- _EXERCISE BRIEF_: Lines before the one containing "the woman's leg" are excluded; retype that line and all remaining lines of the material exactly.

[Start SUPPLIED RECORDS]

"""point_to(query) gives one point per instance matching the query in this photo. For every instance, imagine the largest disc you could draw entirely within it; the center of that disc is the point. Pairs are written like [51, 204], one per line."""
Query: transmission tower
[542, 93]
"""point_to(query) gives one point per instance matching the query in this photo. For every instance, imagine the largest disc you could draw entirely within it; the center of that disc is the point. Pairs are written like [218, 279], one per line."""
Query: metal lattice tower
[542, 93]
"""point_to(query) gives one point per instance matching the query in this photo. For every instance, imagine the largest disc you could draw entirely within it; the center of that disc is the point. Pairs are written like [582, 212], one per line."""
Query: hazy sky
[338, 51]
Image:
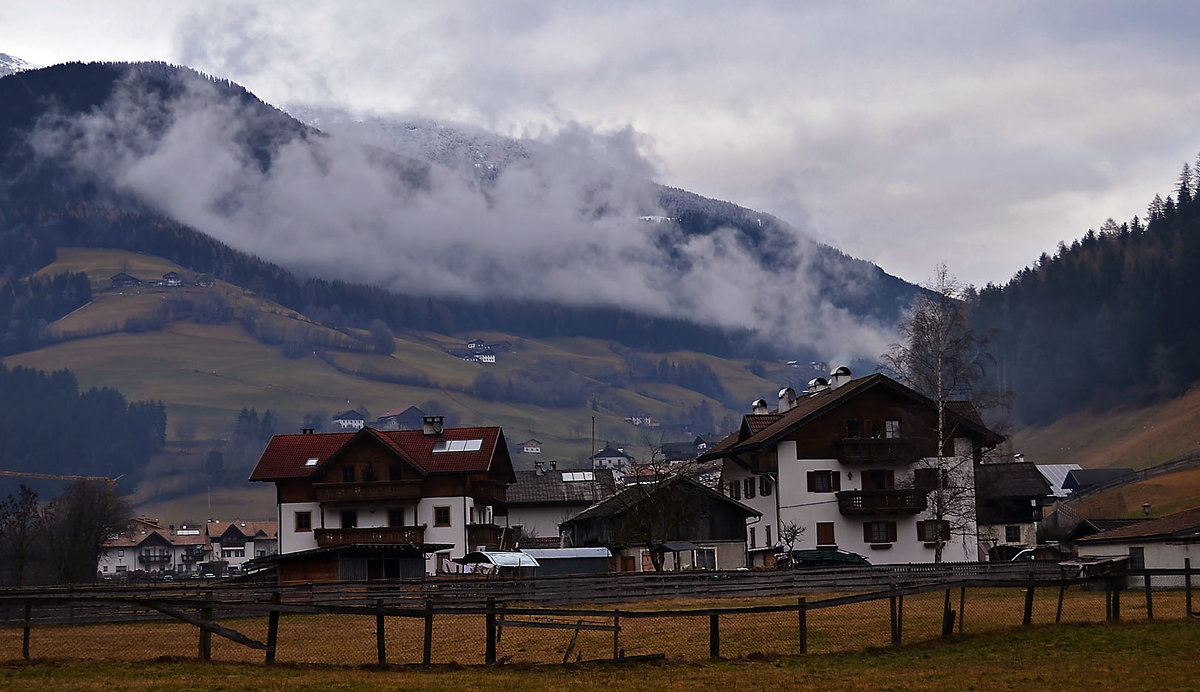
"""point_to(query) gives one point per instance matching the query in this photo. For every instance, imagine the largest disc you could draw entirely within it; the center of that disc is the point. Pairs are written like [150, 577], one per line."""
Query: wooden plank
[209, 626]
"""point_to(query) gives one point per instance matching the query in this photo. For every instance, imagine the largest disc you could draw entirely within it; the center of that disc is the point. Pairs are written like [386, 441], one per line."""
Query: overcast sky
[906, 133]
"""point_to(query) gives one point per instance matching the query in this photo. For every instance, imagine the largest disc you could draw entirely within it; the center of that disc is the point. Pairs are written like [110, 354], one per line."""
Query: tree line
[1109, 320]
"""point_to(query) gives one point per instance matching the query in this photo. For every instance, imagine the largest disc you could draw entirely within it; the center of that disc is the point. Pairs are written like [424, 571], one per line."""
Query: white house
[1158, 543]
[385, 504]
[852, 464]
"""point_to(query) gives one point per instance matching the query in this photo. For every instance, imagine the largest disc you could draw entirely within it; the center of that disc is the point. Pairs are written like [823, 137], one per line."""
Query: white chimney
[786, 399]
[431, 425]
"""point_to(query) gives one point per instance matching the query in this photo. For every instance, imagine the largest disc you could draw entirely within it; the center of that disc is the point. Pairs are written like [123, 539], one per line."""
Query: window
[931, 530]
[825, 481]
[880, 531]
[879, 480]
[927, 479]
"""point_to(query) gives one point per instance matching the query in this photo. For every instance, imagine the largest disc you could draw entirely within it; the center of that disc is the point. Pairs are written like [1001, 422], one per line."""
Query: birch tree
[940, 356]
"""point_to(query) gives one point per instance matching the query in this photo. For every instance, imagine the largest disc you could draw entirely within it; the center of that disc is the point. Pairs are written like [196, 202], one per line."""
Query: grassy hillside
[205, 373]
[1134, 438]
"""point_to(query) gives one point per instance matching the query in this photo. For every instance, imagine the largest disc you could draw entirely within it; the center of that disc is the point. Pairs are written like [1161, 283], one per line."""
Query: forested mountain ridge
[1110, 320]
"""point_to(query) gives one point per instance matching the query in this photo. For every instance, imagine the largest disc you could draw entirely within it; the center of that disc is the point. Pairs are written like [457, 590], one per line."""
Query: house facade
[853, 464]
[1008, 506]
[385, 504]
[1162, 543]
[541, 499]
[675, 522]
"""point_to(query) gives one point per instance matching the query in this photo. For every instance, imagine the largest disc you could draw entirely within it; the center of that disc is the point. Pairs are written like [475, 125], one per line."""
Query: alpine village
[195, 426]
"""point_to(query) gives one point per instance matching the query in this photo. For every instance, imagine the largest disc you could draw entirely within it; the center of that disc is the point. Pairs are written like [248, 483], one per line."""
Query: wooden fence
[484, 619]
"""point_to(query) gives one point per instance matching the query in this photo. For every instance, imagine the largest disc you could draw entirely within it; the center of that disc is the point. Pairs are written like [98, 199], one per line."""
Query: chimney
[431, 425]
[786, 399]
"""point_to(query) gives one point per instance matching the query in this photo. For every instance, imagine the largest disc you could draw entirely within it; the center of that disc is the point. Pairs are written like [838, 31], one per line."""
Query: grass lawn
[1044, 657]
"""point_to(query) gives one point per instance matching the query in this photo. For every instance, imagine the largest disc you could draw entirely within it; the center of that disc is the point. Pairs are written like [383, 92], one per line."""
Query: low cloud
[563, 226]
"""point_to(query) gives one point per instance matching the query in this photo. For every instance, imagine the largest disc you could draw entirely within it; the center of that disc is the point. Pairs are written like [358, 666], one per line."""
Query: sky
[905, 133]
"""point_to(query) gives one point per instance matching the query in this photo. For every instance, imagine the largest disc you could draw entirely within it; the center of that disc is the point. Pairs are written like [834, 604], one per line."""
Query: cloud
[563, 226]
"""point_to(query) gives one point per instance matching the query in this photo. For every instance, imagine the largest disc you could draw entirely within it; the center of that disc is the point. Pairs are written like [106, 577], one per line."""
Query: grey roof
[1011, 480]
[1055, 474]
[550, 488]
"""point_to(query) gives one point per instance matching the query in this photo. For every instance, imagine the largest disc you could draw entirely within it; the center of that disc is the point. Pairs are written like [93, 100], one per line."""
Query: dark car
[820, 559]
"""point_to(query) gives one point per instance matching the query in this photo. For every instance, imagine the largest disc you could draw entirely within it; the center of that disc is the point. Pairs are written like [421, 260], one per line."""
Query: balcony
[490, 535]
[905, 501]
[879, 450]
[367, 491]
[399, 535]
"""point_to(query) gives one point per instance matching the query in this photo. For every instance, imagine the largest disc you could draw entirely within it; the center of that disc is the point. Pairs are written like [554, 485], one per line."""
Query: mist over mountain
[574, 220]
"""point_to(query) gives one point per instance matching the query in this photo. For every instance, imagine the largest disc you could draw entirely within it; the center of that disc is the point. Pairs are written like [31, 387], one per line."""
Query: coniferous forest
[1107, 322]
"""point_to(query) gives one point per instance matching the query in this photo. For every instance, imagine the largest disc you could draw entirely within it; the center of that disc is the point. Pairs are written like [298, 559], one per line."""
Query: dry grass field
[339, 639]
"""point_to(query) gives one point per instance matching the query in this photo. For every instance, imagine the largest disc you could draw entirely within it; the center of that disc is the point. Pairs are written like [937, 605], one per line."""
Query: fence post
[427, 653]
[24, 639]
[381, 637]
[947, 617]
[892, 608]
[616, 635]
[490, 632]
[714, 636]
[205, 636]
[273, 630]
[803, 617]
[1027, 619]
[1187, 585]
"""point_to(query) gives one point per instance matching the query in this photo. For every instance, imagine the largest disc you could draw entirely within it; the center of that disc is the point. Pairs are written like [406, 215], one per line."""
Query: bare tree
[21, 523]
[78, 523]
[943, 359]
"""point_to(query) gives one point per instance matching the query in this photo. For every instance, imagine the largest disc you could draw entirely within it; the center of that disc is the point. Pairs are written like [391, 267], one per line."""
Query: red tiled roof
[286, 456]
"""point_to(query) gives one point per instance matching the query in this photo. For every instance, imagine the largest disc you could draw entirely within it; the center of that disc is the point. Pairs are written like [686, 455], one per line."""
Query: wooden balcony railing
[879, 450]
[882, 501]
[369, 491]
[397, 535]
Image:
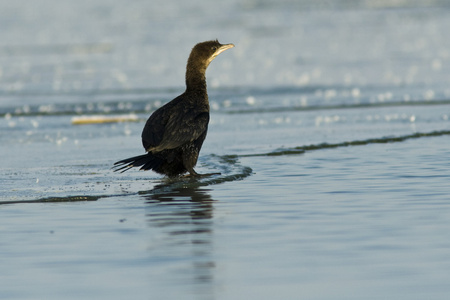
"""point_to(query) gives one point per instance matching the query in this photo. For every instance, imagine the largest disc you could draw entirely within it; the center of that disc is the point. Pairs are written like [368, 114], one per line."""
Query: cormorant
[174, 133]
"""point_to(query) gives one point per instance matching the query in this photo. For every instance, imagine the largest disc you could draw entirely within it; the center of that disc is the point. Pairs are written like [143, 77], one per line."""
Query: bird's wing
[154, 128]
[179, 131]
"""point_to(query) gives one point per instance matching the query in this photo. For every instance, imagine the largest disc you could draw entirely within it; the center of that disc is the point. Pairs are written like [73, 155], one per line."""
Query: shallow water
[329, 125]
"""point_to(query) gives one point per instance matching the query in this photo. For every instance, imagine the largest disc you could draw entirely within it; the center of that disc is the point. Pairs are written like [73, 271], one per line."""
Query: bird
[174, 134]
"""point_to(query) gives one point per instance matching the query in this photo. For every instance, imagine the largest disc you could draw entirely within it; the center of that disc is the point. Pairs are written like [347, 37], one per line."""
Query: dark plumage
[174, 133]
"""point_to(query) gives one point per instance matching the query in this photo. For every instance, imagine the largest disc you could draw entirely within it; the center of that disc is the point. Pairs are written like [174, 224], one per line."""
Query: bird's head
[204, 53]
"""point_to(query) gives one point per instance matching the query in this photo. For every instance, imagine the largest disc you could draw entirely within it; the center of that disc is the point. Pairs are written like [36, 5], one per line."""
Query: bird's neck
[195, 78]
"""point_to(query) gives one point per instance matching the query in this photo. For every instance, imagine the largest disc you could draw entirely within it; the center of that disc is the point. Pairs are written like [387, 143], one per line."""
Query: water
[329, 124]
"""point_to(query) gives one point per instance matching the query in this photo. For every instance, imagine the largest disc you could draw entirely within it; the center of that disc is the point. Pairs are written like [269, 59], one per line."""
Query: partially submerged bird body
[174, 133]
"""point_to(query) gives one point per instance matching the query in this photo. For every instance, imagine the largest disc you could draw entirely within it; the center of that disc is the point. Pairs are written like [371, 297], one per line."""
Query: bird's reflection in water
[184, 215]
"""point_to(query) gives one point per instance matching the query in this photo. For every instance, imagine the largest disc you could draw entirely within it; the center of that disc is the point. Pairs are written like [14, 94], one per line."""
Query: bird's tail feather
[147, 161]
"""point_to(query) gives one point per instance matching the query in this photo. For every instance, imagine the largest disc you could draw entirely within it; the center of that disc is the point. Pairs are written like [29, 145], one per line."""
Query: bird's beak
[223, 48]
[219, 50]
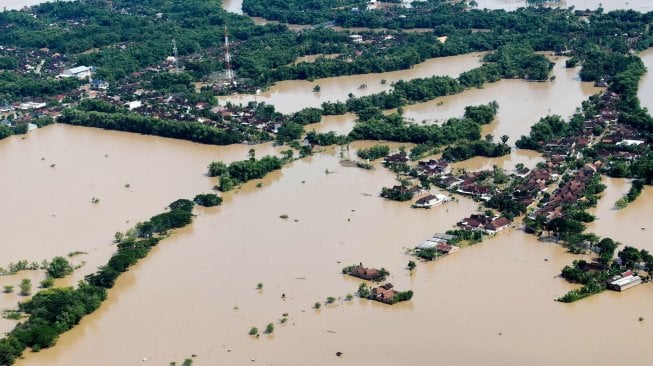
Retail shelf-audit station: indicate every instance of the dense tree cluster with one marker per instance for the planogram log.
(374, 152)
(242, 171)
(56, 310)
(134, 122)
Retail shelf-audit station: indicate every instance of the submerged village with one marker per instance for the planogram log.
(193, 71)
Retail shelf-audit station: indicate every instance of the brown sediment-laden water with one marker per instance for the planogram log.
(51, 176)
(195, 294)
(492, 303)
(293, 95)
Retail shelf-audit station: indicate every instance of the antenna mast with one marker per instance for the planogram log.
(227, 55)
(174, 51)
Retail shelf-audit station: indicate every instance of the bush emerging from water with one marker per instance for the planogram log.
(208, 200)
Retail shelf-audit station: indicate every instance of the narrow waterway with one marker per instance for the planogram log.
(631, 225)
(460, 302)
(51, 175)
(293, 95)
(521, 104)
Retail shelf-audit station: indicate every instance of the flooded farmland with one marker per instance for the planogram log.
(293, 95)
(607, 5)
(195, 294)
(521, 104)
(54, 173)
(630, 226)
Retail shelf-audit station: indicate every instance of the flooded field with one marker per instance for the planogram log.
(521, 104)
(293, 95)
(53, 174)
(607, 5)
(195, 294)
(630, 226)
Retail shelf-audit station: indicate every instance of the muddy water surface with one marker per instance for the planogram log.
(521, 103)
(291, 96)
(632, 225)
(195, 294)
(52, 174)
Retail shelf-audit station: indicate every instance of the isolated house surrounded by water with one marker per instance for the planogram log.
(384, 293)
(80, 72)
(497, 225)
(625, 281)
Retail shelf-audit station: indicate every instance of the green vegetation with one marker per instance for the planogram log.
(326, 139)
(55, 310)
(25, 287)
(482, 114)
(470, 149)
(207, 200)
(134, 122)
(411, 265)
(240, 172)
(21, 265)
(59, 267)
(634, 192)
(12, 315)
(47, 282)
(364, 291)
(374, 152)
(401, 194)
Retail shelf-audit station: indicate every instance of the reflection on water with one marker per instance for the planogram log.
(646, 84)
(521, 104)
(630, 226)
(50, 176)
(608, 5)
(518, 156)
(460, 302)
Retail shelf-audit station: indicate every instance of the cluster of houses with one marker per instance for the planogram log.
(431, 200)
(568, 193)
(484, 223)
(440, 244)
(384, 293)
(368, 274)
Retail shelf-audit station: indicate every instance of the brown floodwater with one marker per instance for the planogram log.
(521, 103)
(607, 5)
(51, 175)
(646, 84)
(490, 304)
(291, 96)
(631, 225)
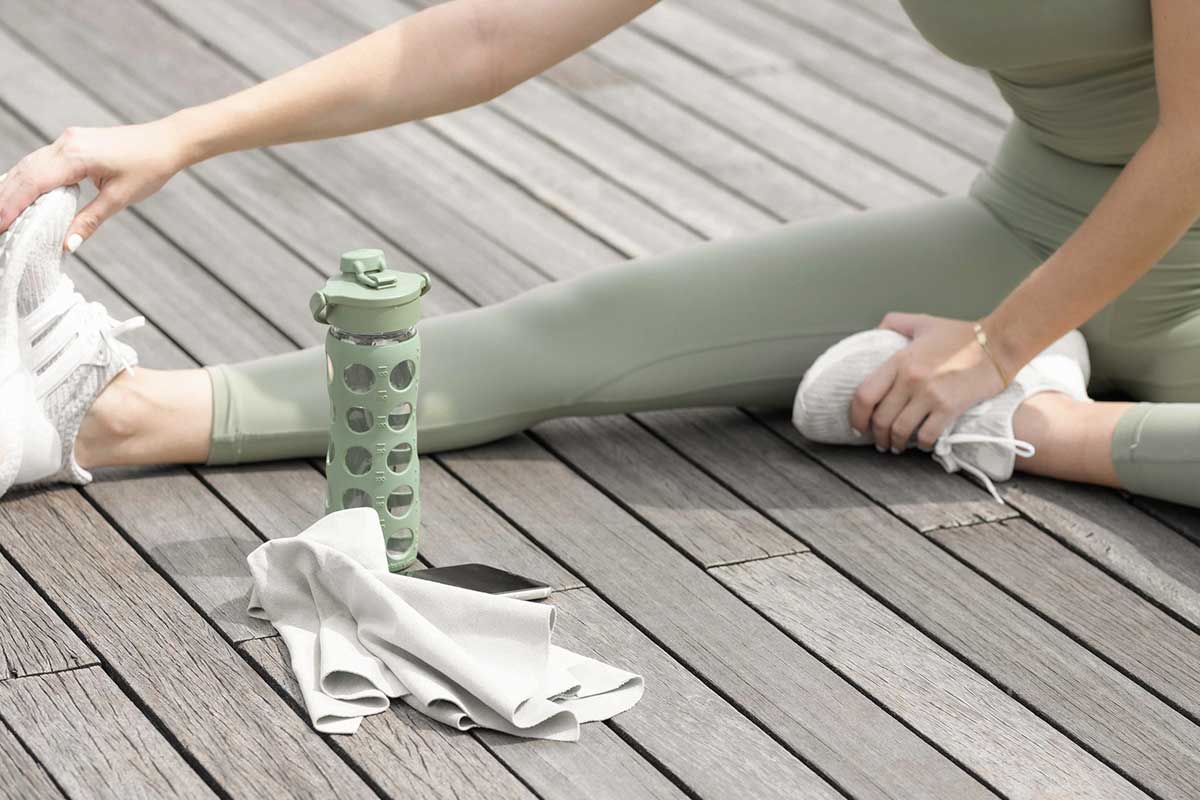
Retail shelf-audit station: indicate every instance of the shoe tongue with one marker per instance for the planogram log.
(991, 417)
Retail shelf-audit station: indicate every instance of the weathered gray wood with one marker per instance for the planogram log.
(1146, 642)
(1182, 518)
(411, 168)
(685, 726)
(912, 486)
(706, 148)
(406, 753)
(987, 731)
(33, 638)
(189, 534)
(94, 740)
(939, 116)
(669, 493)
(757, 122)
(220, 711)
(823, 106)
(1119, 536)
(907, 55)
(21, 776)
(1151, 743)
(168, 60)
(839, 731)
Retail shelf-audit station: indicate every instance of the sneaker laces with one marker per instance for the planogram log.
(945, 450)
(53, 330)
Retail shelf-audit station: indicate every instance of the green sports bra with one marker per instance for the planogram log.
(1080, 73)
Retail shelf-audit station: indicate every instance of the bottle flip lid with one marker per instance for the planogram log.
(367, 298)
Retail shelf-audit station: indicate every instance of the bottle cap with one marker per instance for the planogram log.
(367, 298)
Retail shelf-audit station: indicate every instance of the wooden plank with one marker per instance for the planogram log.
(1117, 536)
(21, 775)
(406, 161)
(33, 638)
(670, 494)
(93, 740)
(825, 106)
(96, 56)
(907, 55)
(852, 73)
(978, 725)
(706, 148)
(756, 122)
(497, 140)
(456, 525)
(911, 486)
(841, 733)
(1156, 649)
(669, 126)
(231, 722)
(406, 753)
(702, 739)
(1125, 725)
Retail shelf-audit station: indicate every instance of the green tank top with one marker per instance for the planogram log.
(1079, 73)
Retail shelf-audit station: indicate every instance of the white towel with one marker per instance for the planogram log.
(358, 636)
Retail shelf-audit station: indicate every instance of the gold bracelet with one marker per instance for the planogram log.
(982, 338)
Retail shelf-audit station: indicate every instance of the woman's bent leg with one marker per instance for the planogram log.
(727, 323)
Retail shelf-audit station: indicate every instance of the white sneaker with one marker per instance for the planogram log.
(822, 402)
(57, 350)
(981, 441)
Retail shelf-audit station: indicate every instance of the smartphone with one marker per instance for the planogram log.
(481, 577)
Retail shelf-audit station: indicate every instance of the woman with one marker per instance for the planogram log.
(1084, 220)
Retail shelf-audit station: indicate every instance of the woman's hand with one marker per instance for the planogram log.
(126, 163)
(924, 388)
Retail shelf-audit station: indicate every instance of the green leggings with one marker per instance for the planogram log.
(737, 323)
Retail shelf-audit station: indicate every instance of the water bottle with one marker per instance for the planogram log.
(372, 358)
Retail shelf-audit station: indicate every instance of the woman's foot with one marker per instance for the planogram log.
(982, 441)
(57, 350)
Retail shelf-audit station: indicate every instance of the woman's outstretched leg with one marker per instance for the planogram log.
(727, 323)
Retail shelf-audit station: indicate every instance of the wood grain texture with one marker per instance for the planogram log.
(403, 752)
(821, 104)
(910, 56)
(702, 739)
(941, 116)
(1146, 642)
(677, 499)
(21, 776)
(1119, 536)
(912, 486)
(217, 708)
(1013, 647)
(192, 536)
(756, 122)
(93, 740)
(33, 638)
(977, 723)
(840, 732)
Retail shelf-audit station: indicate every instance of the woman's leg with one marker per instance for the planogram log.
(726, 323)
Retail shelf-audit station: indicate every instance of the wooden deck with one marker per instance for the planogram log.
(811, 621)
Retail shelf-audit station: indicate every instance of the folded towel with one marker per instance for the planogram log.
(358, 636)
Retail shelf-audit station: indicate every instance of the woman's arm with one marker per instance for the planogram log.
(442, 59)
(1151, 204)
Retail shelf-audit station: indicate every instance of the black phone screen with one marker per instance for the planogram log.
(483, 577)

[End SUPPLIED RECORDS]

- _RESPONSE TO THE TASK_:
Retail shelf-audit station: indicate every instance of the woman's leg with one marker per instance for the planogram log.
(726, 323)
Retail shelf-audit station: indicate every instance of the wooden deck with one marker per instance for the planogram log.
(811, 621)
Retail shelf-audit station: indicate every instance of the folded towel with one marker per instance for the planogram log.
(358, 636)
Retail shelf-audit station: indicate every instance of the woman's arm with one marker per instance for the planogram log.
(442, 59)
(1151, 204)
Retail shelf-audit station: indicate every instance of the black phone screen with one marker per instance for the planogram log.
(483, 577)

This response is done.